Records from a dataset
● ● ●

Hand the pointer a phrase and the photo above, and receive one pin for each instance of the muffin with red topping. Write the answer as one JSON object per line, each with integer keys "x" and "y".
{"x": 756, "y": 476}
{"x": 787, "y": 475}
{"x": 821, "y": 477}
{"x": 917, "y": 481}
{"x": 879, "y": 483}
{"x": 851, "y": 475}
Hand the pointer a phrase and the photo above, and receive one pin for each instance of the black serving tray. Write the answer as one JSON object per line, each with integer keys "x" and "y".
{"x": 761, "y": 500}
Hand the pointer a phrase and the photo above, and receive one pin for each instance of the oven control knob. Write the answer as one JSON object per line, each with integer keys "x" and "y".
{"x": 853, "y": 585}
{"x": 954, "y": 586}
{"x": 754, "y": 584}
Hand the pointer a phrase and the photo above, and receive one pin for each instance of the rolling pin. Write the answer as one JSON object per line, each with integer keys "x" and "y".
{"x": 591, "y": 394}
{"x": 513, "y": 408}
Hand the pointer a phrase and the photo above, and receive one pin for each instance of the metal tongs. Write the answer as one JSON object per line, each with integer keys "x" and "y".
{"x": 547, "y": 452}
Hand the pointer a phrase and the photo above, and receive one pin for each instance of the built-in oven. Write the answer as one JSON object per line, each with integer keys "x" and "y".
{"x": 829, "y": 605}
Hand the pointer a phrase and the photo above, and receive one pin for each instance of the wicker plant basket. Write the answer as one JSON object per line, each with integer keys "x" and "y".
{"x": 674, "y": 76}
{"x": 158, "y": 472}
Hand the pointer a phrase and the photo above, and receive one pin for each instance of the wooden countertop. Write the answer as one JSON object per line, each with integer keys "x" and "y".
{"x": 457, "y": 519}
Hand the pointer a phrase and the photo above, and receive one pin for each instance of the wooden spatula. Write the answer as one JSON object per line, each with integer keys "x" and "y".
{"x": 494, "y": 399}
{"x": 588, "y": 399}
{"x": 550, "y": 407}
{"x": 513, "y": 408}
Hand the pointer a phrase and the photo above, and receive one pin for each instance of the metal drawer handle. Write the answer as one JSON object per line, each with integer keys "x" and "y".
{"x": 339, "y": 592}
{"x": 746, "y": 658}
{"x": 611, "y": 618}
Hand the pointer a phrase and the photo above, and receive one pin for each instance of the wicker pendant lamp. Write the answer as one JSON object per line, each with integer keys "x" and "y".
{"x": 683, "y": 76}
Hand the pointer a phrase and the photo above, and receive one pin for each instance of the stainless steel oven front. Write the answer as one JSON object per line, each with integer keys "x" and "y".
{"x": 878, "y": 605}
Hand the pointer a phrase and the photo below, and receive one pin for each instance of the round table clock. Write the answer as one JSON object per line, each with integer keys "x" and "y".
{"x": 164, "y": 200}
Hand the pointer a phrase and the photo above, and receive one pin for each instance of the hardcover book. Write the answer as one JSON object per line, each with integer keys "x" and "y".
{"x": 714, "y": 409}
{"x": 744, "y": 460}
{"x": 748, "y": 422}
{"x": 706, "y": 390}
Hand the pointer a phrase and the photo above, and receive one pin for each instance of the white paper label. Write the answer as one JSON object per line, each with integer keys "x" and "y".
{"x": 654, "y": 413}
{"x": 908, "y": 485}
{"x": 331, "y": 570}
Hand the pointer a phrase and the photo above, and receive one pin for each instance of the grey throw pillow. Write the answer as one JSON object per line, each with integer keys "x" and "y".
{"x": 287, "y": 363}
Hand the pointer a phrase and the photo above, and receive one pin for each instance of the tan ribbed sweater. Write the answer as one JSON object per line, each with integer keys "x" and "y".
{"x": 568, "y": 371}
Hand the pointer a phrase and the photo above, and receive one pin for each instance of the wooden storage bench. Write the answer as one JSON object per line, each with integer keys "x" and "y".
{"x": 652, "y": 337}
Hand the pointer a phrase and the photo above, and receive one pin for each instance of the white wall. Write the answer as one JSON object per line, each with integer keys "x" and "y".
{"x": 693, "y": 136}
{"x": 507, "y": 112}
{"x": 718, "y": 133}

● ● ●

* What to work on
Output the data exactly, so that every line matches the original.

* Answer
Hand the pointer a phrase and the photo above, and receive one pin for each instance of the muffin with red topping. Write the answer as one JSON object per line, each with integer keys "x" and "y".
{"x": 756, "y": 476}
{"x": 787, "y": 475}
{"x": 821, "y": 477}
{"x": 917, "y": 481}
{"x": 879, "y": 483}
{"x": 851, "y": 475}
Hand the pointer a phrase and the photo above, and receive one pin for each instance of the black serving tray. Write the answer as one JSON object per line, each with integer keys "x" and "y".
{"x": 761, "y": 500}
Hand the pointer a phrase and the photo above, and receive one pin for each instance of the oven control knob. Write the answer as one JSON object per line, each with integer keys "x" and "y".
{"x": 853, "y": 585}
{"x": 954, "y": 586}
{"x": 754, "y": 584}
Hand the pointer a phrase and the photo above, and receive one pin for each instance of the rolling pin. Write the answer as one JSON object per line, each with integer keys "x" and "y".
{"x": 591, "y": 394}
{"x": 513, "y": 408}
Hand the pointer a phrase and the photo above, and receive one pin for each instance of the metal tongs. Write the answer as one JSON object per line, each with integer keys "x" and "y".
{"x": 547, "y": 452}
Hand the pointer a phrase and the photo above, and receive one pin for each instance of the built-in oven. Write the answer as one JSON object per line, each with integer keys "x" and "y".
{"x": 829, "y": 605}
Hand the pointer a phrase and the photo above, and receive one pin for each instance of the wicker plant basket. Write the answer as one JSON object per line, each with integer keys "x" and "y".
{"x": 674, "y": 76}
{"x": 158, "y": 472}
Hand the pointer a phrase and the photo above, and receive one pin for each instance of the wooden countertop. Write the answer as one JSON object per line, each with integer keys "x" and "y".
{"x": 457, "y": 519}
Hand the pointer a phrase and the photo above, and receive one pin for each instance of the wooden spatula. Write the answer as one JSON object per line, each with integer keys "x" and "y".
{"x": 494, "y": 399}
{"x": 588, "y": 399}
{"x": 550, "y": 407}
{"x": 513, "y": 408}
Hand the pointer a phrase and the photo above, and receive one pin for each instance of the metal drawer handle. Write the answer as one JSON object per line, each with integer keys "x" and "y".
{"x": 339, "y": 592}
{"x": 746, "y": 658}
{"x": 611, "y": 618}
Hand the pointer a phrase and the photo above, and receive one pin for each instance of the wicker pendant lamp. Write the answer as one JSON object per line, each with integer keys "x" and "y".
{"x": 683, "y": 76}
Hand the pointer a phrase and the photo above, and receive one pin for each instance of the stainless steel oven front. Write the answer as one JSON object per line, each with integer keys "x" and "y".
{"x": 878, "y": 605}
Hand the pointer a phrase and the photo below, and receive one pin for each instance of the round table clock. Write the answer as one JSON object per line, each with integer keys "x" and "y".
{"x": 164, "y": 200}
Hand the pointer a phrase and the photo above, and receive one pin for each instance of the hardcover book. Write the answer as one JSON object per line, each with integer keys "x" and "y".
{"x": 714, "y": 409}
{"x": 744, "y": 460}
{"x": 748, "y": 422}
{"x": 706, "y": 390}
Hand the pointer a phrase and the photo above, and receive one pin for each instance of the white paper label. Write the answer as one JSON object per line, each with integer keys "x" and "y".
{"x": 654, "y": 413}
{"x": 908, "y": 485}
{"x": 331, "y": 570}
Hand the pointer a phrase and the photo above, and receive one pin for each instance of the grey throw pillow. Write the answer as one JSON object per line, each with integer keys "x" and "y".
{"x": 287, "y": 363}
Hand the pointer a phrase and the photo above, and receive one pin for each instance of the tan ribbed sweater. Write the answer as one JSON object per line, each with integer keys "x" and "y".
{"x": 568, "y": 371}
Hand the pointer a phrase and the photo above, and receive one pin for each instance of the wooden storage bench. Write the answer as one JSON object per line, each with integer keys "x" and "y".
{"x": 652, "y": 337}
Hand the pointer a phrase and the photo above, and receive one pin for each instance of the white wall. Write the answer as one JSON object per line, each with integer keys "x" and "y".
{"x": 693, "y": 136}
{"x": 507, "y": 112}
{"x": 718, "y": 133}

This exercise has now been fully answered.